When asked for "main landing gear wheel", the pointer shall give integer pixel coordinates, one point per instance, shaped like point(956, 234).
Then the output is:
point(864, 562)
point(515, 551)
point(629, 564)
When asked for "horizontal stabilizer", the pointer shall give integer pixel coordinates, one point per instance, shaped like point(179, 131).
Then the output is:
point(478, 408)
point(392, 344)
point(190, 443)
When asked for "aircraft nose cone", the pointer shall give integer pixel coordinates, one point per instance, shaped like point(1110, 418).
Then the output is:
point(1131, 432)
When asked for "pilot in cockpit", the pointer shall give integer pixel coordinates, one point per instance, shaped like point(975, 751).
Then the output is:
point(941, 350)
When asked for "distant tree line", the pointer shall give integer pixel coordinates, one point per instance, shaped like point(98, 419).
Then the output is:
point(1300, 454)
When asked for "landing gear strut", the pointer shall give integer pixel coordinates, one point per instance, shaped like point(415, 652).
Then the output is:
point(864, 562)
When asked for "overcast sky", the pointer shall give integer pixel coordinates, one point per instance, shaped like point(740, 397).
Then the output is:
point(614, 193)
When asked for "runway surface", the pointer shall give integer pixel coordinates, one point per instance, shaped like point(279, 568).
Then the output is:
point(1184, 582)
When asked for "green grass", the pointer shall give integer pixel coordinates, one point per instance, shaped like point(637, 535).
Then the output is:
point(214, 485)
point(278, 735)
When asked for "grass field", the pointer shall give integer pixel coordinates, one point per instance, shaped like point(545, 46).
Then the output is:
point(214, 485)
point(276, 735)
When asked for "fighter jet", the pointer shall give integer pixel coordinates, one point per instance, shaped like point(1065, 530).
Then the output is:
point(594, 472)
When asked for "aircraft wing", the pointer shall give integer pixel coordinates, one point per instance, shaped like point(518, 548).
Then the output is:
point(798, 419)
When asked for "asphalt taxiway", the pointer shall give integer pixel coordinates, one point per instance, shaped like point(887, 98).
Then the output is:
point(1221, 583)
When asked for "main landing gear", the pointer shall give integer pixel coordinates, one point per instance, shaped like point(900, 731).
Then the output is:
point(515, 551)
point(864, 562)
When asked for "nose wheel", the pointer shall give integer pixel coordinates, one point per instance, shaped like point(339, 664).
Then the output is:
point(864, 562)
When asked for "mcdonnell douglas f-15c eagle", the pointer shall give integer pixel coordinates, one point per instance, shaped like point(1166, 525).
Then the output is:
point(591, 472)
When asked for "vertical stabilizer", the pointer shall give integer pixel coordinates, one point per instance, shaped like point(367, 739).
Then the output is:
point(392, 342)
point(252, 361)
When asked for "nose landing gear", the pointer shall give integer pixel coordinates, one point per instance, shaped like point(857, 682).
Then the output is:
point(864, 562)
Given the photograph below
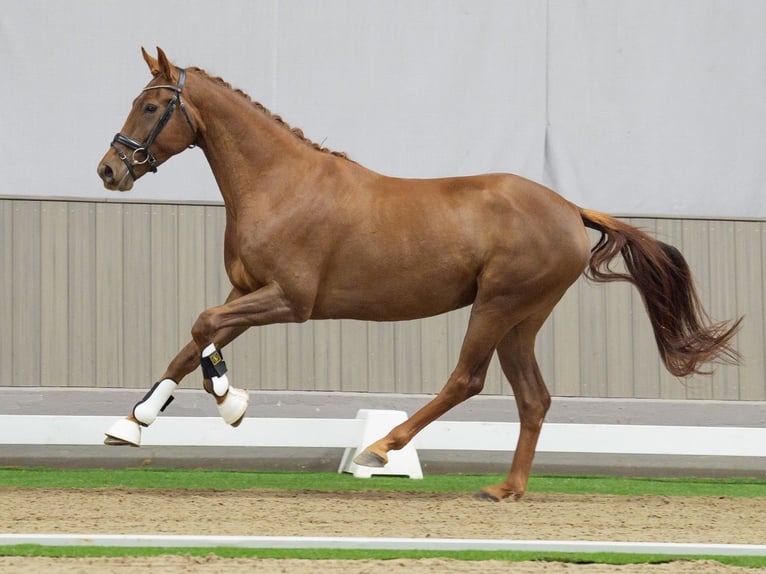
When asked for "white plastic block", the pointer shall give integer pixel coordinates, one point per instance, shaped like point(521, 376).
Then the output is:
point(376, 425)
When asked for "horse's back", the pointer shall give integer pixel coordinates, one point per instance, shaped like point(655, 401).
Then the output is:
point(413, 248)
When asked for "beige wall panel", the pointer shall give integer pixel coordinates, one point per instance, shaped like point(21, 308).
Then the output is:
point(54, 294)
point(26, 341)
point(749, 292)
point(163, 267)
point(7, 252)
point(105, 294)
point(380, 356)
point(723, 303)
point(646, 362)
point(109, 295)
point(139, 371)
point(82, 293)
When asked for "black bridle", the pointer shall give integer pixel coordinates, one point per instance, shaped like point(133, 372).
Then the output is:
point(141, 152)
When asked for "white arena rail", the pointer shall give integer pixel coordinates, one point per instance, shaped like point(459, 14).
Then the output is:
point(369, 425)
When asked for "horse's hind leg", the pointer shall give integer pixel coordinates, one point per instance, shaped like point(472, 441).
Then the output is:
point(486, 326)
point(517, 358)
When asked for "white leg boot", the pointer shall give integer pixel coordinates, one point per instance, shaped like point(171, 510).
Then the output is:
point(128, 432)
point(235, 401)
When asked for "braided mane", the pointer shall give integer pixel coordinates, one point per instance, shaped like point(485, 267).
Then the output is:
point(297, 132)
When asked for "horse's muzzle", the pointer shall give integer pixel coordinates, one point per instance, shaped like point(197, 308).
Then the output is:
point(114, 175)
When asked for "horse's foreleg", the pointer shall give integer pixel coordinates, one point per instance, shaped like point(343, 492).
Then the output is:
point(264, 306)
point(127, 431)
point(466, 380)
point(517, 359)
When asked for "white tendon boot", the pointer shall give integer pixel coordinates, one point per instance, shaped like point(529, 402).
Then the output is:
point(128, 432)
point(234, 404)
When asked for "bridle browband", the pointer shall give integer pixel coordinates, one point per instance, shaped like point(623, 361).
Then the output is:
point(142, 149)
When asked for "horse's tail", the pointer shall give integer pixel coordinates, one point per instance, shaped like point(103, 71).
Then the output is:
point(685, 336)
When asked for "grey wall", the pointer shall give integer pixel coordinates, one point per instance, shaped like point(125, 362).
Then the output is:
point(103, 294)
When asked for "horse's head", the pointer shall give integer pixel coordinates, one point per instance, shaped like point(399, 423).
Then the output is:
point(153, 131)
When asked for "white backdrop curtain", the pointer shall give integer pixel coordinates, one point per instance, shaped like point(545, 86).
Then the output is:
point(650, 107)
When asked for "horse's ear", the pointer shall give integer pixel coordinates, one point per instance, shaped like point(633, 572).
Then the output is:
point(167, 69)
point(154, 65)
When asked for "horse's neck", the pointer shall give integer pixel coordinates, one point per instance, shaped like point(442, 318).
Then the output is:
point(242, 143)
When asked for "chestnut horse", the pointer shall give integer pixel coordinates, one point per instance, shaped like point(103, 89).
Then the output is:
point(311, 234)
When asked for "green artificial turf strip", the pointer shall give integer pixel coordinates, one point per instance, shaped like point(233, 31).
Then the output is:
point(326, 481)
point(341, 554)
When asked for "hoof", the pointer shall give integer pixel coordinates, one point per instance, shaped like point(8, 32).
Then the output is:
point(485, 496)
point(124, 432)
point(234, 405)
point(369, 458)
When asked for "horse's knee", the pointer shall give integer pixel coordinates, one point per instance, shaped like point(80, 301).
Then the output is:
point(204, 328)
point(463, 387)
point(532, 410)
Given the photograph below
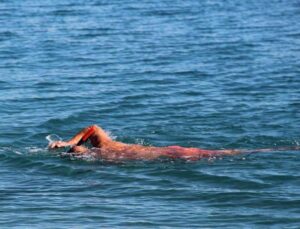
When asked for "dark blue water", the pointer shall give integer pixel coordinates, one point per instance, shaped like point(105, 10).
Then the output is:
point(209, 74)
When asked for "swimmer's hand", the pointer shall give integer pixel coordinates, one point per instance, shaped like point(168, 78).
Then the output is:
point(58, 144)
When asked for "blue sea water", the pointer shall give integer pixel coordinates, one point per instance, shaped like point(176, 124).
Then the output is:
point(209, 74)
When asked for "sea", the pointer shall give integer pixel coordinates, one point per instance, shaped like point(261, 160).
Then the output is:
point(212, 74)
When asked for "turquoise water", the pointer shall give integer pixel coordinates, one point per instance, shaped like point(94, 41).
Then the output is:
point(208, 74)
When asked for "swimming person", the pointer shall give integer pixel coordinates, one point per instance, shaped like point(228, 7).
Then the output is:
point(108, 149)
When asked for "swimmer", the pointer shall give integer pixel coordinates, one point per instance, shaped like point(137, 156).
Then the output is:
point(108, 149)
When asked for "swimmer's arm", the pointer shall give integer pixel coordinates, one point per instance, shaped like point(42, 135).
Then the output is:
point(73, 141)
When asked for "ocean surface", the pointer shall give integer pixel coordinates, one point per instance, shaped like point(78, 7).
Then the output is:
point(208, 74)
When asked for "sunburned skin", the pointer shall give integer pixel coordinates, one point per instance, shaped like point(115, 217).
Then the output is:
point(108, 149)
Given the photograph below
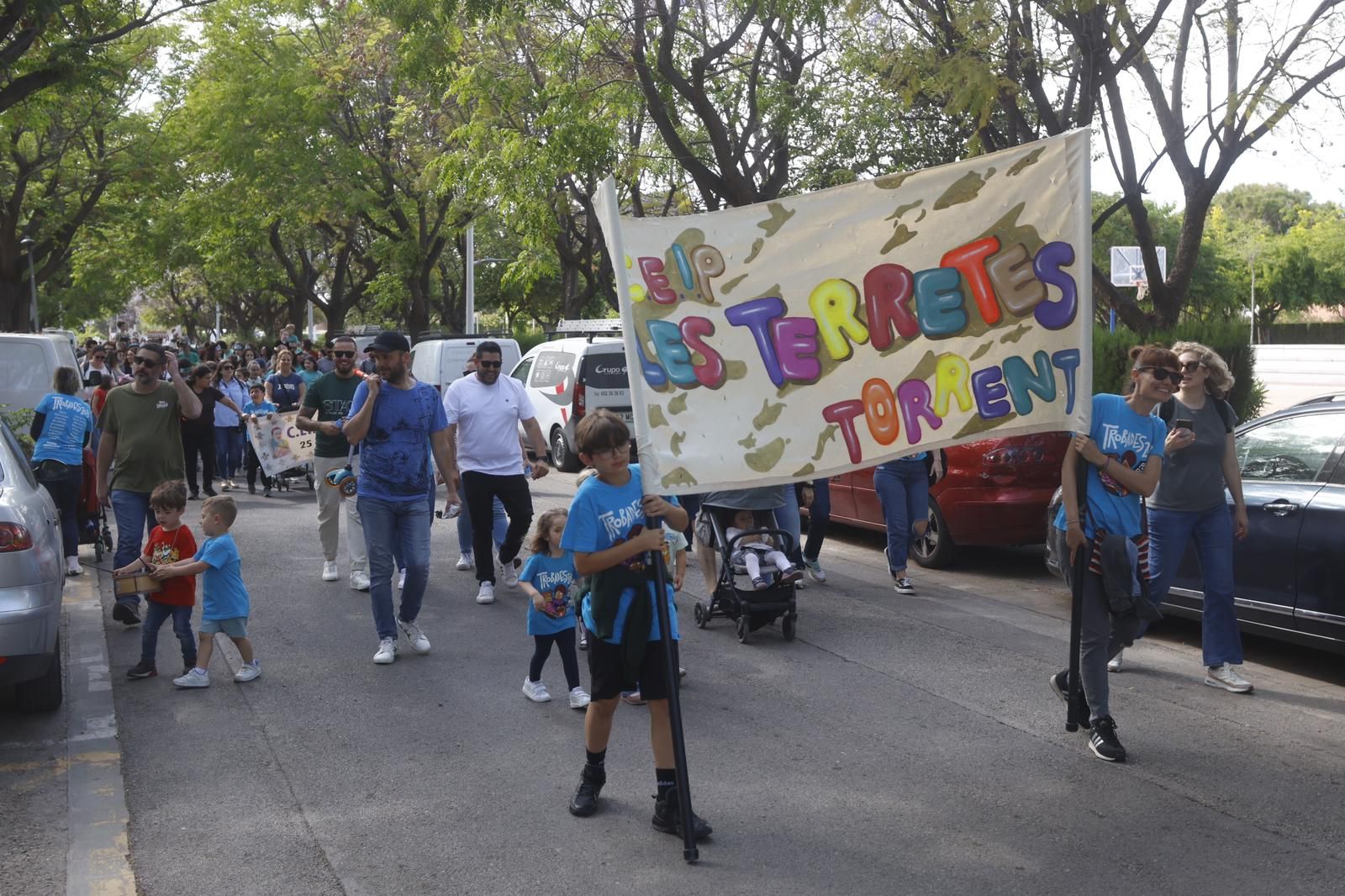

ACTIVITY: A complete answer gives every line of the records holding "aircraft".

THE COMPLETED TASK:
When asked for "aircraft nose cone", the pointer shall give integer pixel coordinates, one point per instance, shaped like point(1110, 418).
When asked for "aircraft wing", the pointer shall give integer pixel coordinates, one point per instance, shaped like point(518, 548).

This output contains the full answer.